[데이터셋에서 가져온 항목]
+ + +

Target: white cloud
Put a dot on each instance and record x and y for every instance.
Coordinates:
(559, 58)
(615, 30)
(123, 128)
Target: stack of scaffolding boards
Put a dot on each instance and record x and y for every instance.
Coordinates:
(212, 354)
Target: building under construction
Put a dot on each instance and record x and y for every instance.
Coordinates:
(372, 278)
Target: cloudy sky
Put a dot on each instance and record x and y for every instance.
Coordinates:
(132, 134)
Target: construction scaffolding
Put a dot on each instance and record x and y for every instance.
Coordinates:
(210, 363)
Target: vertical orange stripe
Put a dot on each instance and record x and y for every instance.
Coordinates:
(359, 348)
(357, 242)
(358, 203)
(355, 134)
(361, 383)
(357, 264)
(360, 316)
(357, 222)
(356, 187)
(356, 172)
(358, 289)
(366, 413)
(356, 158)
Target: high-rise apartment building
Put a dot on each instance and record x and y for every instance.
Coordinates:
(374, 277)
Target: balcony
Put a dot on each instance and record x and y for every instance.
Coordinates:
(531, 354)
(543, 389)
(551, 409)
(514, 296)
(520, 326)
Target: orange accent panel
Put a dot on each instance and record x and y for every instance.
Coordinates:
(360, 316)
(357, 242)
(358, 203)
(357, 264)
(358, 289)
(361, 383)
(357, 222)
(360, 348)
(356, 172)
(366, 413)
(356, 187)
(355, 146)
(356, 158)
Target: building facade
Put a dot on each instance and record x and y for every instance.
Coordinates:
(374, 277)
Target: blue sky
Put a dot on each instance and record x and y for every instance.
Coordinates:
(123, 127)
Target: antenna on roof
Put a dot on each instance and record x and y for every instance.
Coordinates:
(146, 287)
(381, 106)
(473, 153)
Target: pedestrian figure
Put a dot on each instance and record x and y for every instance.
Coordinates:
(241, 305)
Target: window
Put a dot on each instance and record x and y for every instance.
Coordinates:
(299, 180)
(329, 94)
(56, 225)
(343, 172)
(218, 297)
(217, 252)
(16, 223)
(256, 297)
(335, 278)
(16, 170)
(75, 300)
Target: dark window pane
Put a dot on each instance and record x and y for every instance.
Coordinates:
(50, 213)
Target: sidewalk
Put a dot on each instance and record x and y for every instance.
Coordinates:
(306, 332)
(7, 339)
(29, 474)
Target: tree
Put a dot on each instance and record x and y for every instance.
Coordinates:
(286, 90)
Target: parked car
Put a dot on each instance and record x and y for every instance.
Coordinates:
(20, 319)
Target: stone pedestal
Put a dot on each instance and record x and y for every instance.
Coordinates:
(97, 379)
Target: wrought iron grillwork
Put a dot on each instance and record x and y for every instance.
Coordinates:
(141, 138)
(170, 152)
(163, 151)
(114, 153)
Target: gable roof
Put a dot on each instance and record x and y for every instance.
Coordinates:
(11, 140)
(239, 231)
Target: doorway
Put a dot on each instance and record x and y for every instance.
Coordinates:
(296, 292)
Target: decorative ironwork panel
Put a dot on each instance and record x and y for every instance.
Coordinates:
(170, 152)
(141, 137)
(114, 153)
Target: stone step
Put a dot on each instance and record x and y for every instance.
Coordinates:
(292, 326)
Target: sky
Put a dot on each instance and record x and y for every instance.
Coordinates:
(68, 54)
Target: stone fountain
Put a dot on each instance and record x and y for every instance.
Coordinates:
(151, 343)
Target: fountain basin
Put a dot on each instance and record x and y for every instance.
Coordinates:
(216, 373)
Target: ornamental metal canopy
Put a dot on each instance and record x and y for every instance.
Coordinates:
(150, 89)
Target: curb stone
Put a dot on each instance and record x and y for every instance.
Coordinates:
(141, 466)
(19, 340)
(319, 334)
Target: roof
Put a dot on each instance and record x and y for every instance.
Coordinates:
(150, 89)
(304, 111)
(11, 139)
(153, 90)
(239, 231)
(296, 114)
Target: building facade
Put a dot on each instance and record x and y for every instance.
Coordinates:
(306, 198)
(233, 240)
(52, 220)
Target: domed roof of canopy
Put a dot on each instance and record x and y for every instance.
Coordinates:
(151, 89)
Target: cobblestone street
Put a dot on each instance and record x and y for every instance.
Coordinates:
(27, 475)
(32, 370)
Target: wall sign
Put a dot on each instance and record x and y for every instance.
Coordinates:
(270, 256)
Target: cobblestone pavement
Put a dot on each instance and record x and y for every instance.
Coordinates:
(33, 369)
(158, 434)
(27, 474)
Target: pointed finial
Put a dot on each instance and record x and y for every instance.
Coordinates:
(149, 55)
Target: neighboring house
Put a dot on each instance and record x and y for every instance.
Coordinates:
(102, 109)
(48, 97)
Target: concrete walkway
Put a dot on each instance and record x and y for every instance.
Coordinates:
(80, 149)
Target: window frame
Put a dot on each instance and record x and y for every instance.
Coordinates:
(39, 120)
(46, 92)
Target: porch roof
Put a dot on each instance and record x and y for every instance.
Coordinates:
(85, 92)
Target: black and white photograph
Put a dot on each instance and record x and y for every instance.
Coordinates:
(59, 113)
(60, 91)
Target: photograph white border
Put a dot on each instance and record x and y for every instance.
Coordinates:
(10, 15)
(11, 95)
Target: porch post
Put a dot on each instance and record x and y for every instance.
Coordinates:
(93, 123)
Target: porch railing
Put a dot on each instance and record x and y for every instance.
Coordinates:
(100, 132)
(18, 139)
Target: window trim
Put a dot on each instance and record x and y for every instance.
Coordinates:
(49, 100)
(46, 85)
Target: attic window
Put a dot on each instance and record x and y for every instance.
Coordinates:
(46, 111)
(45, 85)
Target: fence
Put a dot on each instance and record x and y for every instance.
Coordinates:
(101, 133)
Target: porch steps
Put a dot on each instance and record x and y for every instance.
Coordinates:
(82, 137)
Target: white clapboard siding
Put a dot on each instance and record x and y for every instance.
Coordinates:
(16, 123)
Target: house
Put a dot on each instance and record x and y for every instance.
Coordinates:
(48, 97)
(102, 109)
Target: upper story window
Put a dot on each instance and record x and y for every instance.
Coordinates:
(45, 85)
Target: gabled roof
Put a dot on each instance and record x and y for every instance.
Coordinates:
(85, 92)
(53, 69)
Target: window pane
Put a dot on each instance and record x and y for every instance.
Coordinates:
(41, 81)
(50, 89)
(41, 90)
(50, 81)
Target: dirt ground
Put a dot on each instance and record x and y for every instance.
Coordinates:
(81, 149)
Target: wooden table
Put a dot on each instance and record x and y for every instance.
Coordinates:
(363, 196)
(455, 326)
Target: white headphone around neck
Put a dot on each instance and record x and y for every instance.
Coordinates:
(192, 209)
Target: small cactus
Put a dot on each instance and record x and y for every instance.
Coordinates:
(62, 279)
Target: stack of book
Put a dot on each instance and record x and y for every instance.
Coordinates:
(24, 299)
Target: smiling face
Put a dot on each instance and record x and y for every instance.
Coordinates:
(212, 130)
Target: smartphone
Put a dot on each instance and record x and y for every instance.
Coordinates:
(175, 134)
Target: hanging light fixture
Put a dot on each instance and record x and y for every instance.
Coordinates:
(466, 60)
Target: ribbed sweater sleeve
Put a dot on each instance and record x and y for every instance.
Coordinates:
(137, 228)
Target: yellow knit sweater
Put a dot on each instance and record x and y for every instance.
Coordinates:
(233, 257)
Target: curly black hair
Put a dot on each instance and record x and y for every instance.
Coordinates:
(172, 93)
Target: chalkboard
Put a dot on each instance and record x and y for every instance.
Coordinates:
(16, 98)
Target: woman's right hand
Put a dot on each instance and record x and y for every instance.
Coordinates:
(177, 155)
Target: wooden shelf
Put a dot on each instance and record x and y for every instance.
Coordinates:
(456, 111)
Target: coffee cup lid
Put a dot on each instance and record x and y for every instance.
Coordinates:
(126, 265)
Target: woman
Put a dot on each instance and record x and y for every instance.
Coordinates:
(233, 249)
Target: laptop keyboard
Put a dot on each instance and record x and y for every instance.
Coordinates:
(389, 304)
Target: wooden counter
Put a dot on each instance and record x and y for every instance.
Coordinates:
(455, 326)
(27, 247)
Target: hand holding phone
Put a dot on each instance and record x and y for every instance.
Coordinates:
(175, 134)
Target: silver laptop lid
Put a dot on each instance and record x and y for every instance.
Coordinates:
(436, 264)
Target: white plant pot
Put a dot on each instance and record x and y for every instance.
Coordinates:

+ + +

**연습 과제**
"Target: yellow knit sweater"이 들어 있는 줄부터 목록의 맨 끝 줄까지, 양 끝 줄을 모두 포함해 빈 줄은 빼고 번호를 붙여 다시 써 줄 수 있나요?

**문제 풀이**
1. Target: yellow knit sweater
2. Put a dot on each instance and record x and y for every instance.
3. Coordinates:
4. (233, 257)
5. Target: curly black hair
6. Put a dot on each instance and record x and y for every instance.
7. Coordinates:
8. (172, 93)
9. Target: chalkboard
10. Put a dot on each instance and record x and y for every instance.
11. Coordinates:
12. (16, 98)
13. Target: woman's right hand
14. Put a dot on each instance and record x and y for every instance.
15. Coordinates:
16. (177, 155)
17. Target: wooden shelf
18. Put a dot on each instance and record x and y for every instance.
19. Coordinates:
20. (456, 111)
21. Target: coffee cup lid
22. Put a dot on each instance and record x and y for every instance.
23. Coordinates:
24. (126, 265)
25. Target: woman
26. Put a dot on each instance and record x and y for every instance.
27. Coordinates:
28. (233, 249)
29. Target: laptop keyboard
30. Put a dot on each instance and record x and y for every instance.
31. Coordinates:
32. (389, 304)
33. Target: wooden counter
34. Put a dot on each instance and record x and y for every instance.
35. Coordinates:
36. (455, 326)
37. (27, 247)
38. Target: hand holding phone
39. Put a dot on each instance and record x and y for every instance.
40. Coordinates:
41. (175, 134)
42. Target: silver laptop lid
43. Put a dot on each instance and record x and y for every instance.
44. Coordinates:
45. (436, 264)
46. Target: white plant pot
47. Put a dot on each instance and record x and y for every instance.
48. Coordinates:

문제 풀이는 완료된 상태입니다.